Record list:
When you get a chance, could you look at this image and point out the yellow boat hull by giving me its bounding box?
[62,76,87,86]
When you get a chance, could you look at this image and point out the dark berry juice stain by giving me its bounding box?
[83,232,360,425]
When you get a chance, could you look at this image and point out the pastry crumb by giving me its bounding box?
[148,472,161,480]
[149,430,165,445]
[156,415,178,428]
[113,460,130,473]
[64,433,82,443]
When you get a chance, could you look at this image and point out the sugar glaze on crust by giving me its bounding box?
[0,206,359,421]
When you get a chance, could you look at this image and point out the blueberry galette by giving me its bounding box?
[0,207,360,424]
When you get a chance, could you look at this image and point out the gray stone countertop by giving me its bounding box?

Directions:
Print the rows above exactly as they appear, from the line containing "crumb by giving me its bounding box?" through the last of the rows.

Response to the task:
When you get a chance, could you look at this image and point out the pastry crumb by giving me its bounding box?
[148,472,161,480]
[149,430,165,445]
[156,415,178,428]
[113,460,130,473]
[64,433,82,443]
When you get a chance, could you look at this image and point out the sugar glaze on crust by giving me its bounding box?
[0,206,359,421]
When you get a chance, could you look at this image and point out the blueberry galette by giving me its bounding box?
[0,207,360,424]
When you get a chance, could you look at this image and point out the gray stone countertop by giving me its bounding box?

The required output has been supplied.